## Passage for review
----

Example engagement — illustrative

Helping a small care home reach Standards Met before the DSPT deadline

Residential care home (~35 beds) · DSP Toolkit (DSPT)

The challenge

A residential home relied on NHSmail for GP and pharmacy correspondence but had never completed the toolkit, and its NHS data flows were at risk with the 30 June deadline approaching.

What we did

  • Confirmed the correct organisation profile and ODS registration so the right assertion set was in view
  • Mapped existing evidence — policies, training records, backups — against each assertion to find the real gaps
  • Refreshed the information governance policy and rolled out annual data security awareness training for all staff
  • Tightened user access with unique logins, a joiners/movers/leavers process and confirmed working backups
  • Assembled a single evidence pack and completed the submission with the registered person's sign-off

The outcome

The home reached a Standards Met submission ahead of the 30 June deadline and kept its NHSmail access uninterrupted.

Background

This illustrative example is based on a common situation we see: a family-run residential home of around 35 beds that had grown steadily but never had a dedicated IT or information-governance lead. The registered manager knew the Data Security and Protection Toolkit existed, but the account had sat untouched since it was first registered. Correspondence with the local GP surgery and dispensing pharmacy ran through NHSmail, so a lapse would have meant chasing prescriptions and discharge notes by phone — a real safety and workload risk.

With only a few weeks left before the annual deadline, the manager was anxious that “Standards Met” felt out of reach and worried the toolkit was really an IT exercise in disguise.

What we did

We started with a short scoping call to confirm the home was on the correct social care profile, so time was not wasted answering assertions meant for larger organisations. From there the work was mostly governance and routine, not technology. We mapped what already existed — a data protection policy, some ad-hoc training notes, a backup arrangement with the IT support company — against each assertion, then worked through the gaps in priority order.

The biggest wins came from unglamorous things: giving every staff member a unique login rather than a shared one, writing down the joiners/movers/leavers process that already happened informally, recording that annual data security awareness training had actually been completed, and getting written confirmation that backups were running and had been test-restored. Our DSPT evidence checklist shaped the order of work so nothing was missed, and we steered the manager clear of the pitfalls set out in our note on common DSPT mistakes.

Result

Every declaration was backed by a document the manager could produce if asked, rather than an optimistic tick. The submission was published as Standards Met comfortably before 30 June, and — just as valuable — the evidence now lives in one place, so next year is an update rather than a scramble.

This is an illustrative example of the kind of work we do. Details are representative, not a specific named client.

----

[Extracted data entries]
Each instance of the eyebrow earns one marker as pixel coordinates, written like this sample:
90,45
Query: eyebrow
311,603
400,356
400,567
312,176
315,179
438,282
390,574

----

## Exercise
Retype everything in the case study from "Example engagement —" down to "DSP Toolkit (DSPT)", word for word. These records were drawn from a source other than the case study.

## Answer
Example engagement — illustrative

Helping a small care home reach Standards Met before the DSPT deadline

Residential care home (~35 beds) · DSP Toolkit (DSPT)